▶ Compito da svolgere: Prosegua il testo sul disagio lavorativo nell'azienda di famiglia, riprendendo subito dopo la sua ultima frase.

▶ Brano del documento:

-- -- --

DOMANDA
Gentile dottore, sono una ragazza di 23 anni e da quasi 5 anni sto con un ragazzo… stiamo molto bene insieme tanto che abbiamo preso casa. Però mi affligge un problema: lui è molto infelice del suo attuale lavoro. Lavora con i suoi genitori nella ditta di famiglia da 3 anni. Da 2 però avverte questa insoddisfazione…inizialmente era un po’ di malumore ma la questione sta peggiorando… spesso durante il mese ha delle “crisi”, si chiude molto (già ha un carattere molto chiuso) e riesce a parlarne solo a me, magari piange. Ha provato a fare altri colloqui però non riesce nemmeno a parlare ai suoi genitori e metterli al corrente del suo malessere; diciamo che non trova il coraggio, quindi alla fine va sempre a lavorare li. Si sfoga solo con me… Non riesce a prendere una decisione e sta sempre peggio. Pensavo di portarlo da uno psicologo…lei che ne pensa? In attesa le porgo i miei saluti
RISPOSTA
I rapporti tra genitori e figli sono generalmente indirizzati alla crescita dei figli fino a quando sono diventati autonomi. Sembra che l’attrito tra un genitore e il figlio che sta diventando adulto costituisca un incentivo affinche’ il figlio lasci la casa per farsene una propria. In molte culture alla finalita’ educativa si aggiungono altre componenti di natura sociale-economica, come la garanzia di una assistenza nella vecchiaia, e quindi il mantenimento del figlio (figlia) in casa. Un particolare versione di questa tendenza e’ l’azienda di famiglia, che vede in questa forma di attivita’ economica un buon compromesso tra desiderio dei genitori di una prosperita’ anche nell’eta’ avanzata, e nell’interesse dei figli nel non partire da zero nella costruzione del loro futuro. Purtroppo l’attrito genitore figlio non viene sempre risolto da questo compromesso: la differenze di vedute possono essere essenziali, cioe’ riguardare aspetti di fondo nel modo di concepire il senso della vita, del lavoro e dei rapporti umani, e quindi non possono essere superate con soluzioni superficiali. Solo il raggiungimento di una notevole maturita’ psicologica permette di “capire” da un lato le varie facce del problema (fare una buona diagnosi del comportamento dell’altro, il genitore ma anche il figlio) e dall’altro lato di “superare” le istintive reazioni di difesa (capacita’ di controllare le proprie emozioni). tra l’altro questa maturita’ e’ richiesta in tutti i casi in cui il rapporto personale con gli altri sia critico (per esempio in campo professionale).

-- -- --

▶ Informazioni estratte:

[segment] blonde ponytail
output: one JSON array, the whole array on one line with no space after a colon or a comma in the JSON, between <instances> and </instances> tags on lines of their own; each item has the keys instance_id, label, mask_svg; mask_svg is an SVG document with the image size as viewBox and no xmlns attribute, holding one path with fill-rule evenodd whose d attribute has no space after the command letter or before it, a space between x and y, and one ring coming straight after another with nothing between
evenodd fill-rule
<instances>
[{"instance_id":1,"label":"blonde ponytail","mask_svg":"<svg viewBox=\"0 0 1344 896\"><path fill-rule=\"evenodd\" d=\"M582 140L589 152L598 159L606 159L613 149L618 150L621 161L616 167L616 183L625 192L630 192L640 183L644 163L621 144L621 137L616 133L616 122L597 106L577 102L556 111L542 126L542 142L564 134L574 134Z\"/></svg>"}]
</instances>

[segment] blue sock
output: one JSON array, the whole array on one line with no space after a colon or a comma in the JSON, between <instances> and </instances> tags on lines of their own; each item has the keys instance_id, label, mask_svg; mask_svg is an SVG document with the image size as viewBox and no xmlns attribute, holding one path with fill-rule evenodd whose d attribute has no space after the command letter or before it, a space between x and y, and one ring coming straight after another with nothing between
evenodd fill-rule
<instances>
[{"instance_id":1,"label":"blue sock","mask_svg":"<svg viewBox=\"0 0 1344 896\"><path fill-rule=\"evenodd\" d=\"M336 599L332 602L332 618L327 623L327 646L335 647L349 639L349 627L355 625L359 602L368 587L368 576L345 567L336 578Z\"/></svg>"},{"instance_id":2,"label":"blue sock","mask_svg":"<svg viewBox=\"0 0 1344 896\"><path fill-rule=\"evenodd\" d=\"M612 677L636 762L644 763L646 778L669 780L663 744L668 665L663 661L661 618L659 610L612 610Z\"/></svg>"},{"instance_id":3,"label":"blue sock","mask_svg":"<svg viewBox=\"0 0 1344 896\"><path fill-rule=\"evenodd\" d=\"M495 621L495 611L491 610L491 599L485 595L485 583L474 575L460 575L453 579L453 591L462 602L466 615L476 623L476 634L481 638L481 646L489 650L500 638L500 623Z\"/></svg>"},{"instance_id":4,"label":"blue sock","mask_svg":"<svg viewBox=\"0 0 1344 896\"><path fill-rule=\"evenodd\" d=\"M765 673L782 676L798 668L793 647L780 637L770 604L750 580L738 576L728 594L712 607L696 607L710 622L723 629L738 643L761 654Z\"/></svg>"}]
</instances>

-- -- --

▶ Risposta:
E’ naturale che da un lato si sivluppino reazioni emotive sempre piu’ negative verso la persona che manifesti atteggiamenti “insopportabili” se non si interviene con qualche presa di posizione, e d’altro lato il senso di impotenza che puo’ accompagnare queste reazioni emotive puo’ condurre a una progressiva depressione, se non vi si pone un rimedio. Per questo motivo lei ha ragione nel ritenere che sia molto utile un aiuto esterno per il suo ragazzo, e soprattutto che arrivi in tempo utile, per superare la crisi. Ma e’ altrettanto necessario che il suo ragazzo senta che un aiuto competente lo puo’ effettivamente aiutare: senza questa personale convinzione, che racchiude in se’ un implicito desiderio di venirene fuori, non ci sono molte speranze. Il distacco fisico puo’ “forse” aiutare, ma dovrebbe comunque essere accompagnato dalla convinzione di avere scelto autonomamente la soluzione giusta.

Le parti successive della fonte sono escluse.